▸ **TASK BRIEF**: Write out, exactly as they appear, only the lines running from the line with "of the broad" to the final line of the listing; include both.

[Point labeling examples]

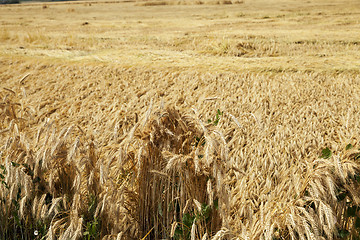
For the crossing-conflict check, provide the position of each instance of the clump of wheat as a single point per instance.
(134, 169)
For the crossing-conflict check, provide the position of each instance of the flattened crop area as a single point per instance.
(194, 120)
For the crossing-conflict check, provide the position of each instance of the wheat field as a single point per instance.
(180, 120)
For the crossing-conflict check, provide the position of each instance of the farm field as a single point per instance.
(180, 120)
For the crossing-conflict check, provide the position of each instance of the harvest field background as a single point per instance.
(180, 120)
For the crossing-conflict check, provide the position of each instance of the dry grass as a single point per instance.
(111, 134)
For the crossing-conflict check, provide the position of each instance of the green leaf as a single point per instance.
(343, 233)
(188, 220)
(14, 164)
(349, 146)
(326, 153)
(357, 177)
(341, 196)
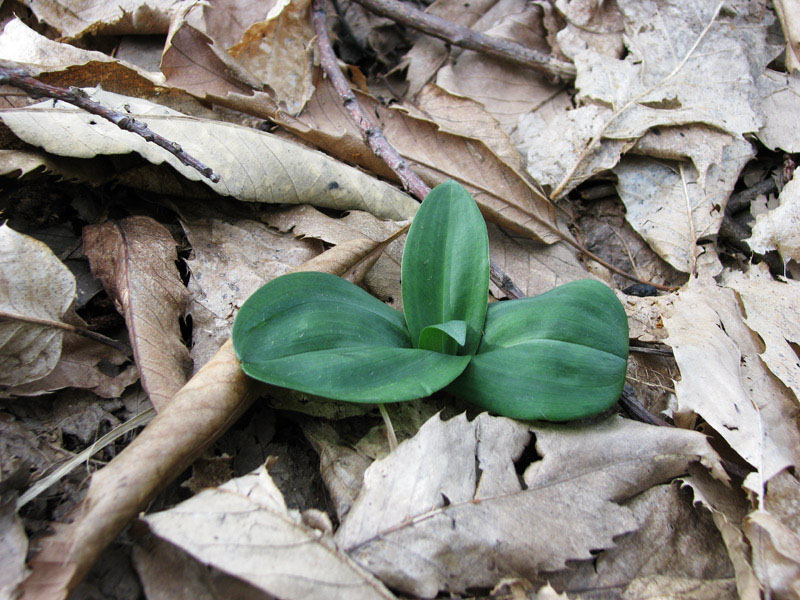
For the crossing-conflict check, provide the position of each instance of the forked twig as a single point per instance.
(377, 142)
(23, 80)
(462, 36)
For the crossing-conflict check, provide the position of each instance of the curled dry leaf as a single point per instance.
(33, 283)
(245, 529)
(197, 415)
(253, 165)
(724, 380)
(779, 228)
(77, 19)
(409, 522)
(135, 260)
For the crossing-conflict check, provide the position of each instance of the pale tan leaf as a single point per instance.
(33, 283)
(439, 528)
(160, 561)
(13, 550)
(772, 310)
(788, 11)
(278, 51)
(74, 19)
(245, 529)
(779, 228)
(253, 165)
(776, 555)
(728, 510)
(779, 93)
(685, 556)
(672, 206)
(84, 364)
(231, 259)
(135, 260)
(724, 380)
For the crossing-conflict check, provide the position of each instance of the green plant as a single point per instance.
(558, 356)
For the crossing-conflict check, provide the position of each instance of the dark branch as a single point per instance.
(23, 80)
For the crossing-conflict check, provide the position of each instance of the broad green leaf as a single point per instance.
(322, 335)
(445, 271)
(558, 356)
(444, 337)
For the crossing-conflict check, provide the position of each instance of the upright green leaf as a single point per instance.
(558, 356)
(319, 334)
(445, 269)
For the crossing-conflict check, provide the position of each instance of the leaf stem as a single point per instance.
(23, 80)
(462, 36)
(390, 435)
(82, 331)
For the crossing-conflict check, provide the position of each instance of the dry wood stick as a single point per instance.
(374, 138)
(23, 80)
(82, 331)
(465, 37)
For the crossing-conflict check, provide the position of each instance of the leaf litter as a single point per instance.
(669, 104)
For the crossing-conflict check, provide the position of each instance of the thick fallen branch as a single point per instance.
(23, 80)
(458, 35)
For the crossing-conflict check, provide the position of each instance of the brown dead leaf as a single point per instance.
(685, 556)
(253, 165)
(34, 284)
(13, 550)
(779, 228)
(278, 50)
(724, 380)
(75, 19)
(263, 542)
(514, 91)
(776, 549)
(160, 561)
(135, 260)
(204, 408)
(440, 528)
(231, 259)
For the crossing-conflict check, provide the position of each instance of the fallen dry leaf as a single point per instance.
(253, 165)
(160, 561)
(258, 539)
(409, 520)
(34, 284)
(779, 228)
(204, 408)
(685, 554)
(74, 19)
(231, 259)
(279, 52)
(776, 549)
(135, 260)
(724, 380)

▸ **TASK RESPONSE**:
For the crossing-conflict check, provide the position of each instance of the broad green leaf as a single point per instance.
(322, 335)
(445, 271)
(558, 356)
(444, 337)
For the crossing-conflict check, provide the position of each instance of the upright green leaf as a single point per instance.
(558, 356)
(319, 334)
(445, 269)
For the crossing-conflict check, provide the position of each instance of the leaf stem as a single point per instance.
(23, 80)
(462, 36)
(390, 435)
(82, 331)
For the crossing-conflict check, provide the position of each instance of the dry wood stick as a single point per instance.
(374, 138)
(23, 80)
(82, 331)
(465, 37)
For the crossing-conflict check, provide the position of each instance of the leaf litter as a single point per instance.
(669, 104)
For the crossing-conflict check, provide the position of each instance of the thick fallen branch as a single point per instance.
(23, 80)
(458, 35)
For the crossing-conflict check, provide the position of each instance of the brown dead leaf as a single point per instance.
(685, 556)
(253, 165)
(34, 284)
(13, 550)
(779, 228)
(278, 50)
(724, 380)
(75, 19)
(263, 542)
(514, 91)
(776, 549)
(160, 561)
(135, 260)
(204, 408)
(440, 528)
(231, 259)
For the crossing-conflict check, provide the position of each instance of the fallen dry leaf as a single point per instance.
(253, 165)
(160, 561)
(258, 539)
(409, 520)
(34, 284)
(779, 228)
(204, 408)
(685, 554)
(74, 19)
(231, 259)
(279, 52)
(776, 549)
(135, 260)
(724, 380)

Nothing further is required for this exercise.